### Görev Tanımı
Lütfen aşağıdaki listede "mountain" kelimesini içeren satırların hepsini bulup aynen kopyalayın. Büyük ve küçük harf ayrımı dikkate alınır.

══════

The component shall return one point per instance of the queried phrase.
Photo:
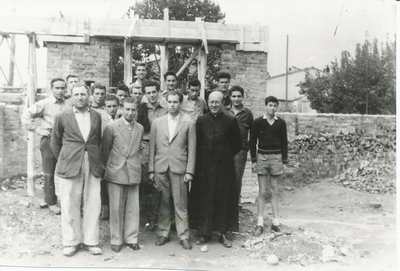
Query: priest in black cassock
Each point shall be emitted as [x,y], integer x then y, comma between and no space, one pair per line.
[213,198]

══════

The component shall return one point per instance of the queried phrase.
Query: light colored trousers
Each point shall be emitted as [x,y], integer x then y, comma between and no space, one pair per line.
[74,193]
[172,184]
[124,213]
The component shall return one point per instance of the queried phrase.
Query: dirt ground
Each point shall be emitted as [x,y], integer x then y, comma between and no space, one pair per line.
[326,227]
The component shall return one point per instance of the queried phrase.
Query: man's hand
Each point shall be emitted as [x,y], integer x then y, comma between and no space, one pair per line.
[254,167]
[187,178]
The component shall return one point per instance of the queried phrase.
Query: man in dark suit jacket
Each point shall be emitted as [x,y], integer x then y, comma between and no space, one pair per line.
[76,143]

══════

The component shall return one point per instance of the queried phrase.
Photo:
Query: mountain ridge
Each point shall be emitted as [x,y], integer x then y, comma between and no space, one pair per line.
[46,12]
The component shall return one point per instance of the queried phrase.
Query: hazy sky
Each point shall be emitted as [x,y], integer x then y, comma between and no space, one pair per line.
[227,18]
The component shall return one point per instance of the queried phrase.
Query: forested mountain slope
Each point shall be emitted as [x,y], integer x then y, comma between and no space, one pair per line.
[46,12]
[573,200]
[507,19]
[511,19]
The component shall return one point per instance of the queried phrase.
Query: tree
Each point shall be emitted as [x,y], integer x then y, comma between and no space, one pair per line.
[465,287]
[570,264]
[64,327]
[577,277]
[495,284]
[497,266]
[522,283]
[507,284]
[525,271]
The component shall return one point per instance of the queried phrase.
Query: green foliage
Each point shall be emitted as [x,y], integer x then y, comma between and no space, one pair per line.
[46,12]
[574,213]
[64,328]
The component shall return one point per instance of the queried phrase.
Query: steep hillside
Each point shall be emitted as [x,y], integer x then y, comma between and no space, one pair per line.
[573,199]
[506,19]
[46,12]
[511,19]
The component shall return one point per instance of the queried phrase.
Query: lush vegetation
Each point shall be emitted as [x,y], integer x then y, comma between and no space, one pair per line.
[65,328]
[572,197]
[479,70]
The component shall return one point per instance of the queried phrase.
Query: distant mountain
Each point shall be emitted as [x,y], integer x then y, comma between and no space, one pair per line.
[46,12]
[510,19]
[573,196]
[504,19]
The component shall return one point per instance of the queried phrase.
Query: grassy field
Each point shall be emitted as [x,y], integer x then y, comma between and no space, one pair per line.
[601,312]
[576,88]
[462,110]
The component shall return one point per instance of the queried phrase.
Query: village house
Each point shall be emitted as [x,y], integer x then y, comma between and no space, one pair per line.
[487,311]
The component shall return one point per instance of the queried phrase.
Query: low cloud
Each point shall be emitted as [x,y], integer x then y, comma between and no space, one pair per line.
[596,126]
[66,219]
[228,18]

══════

### Görev Sonucu
Query: mountain ridge
Query: forested mountain slope
Query: distant mountain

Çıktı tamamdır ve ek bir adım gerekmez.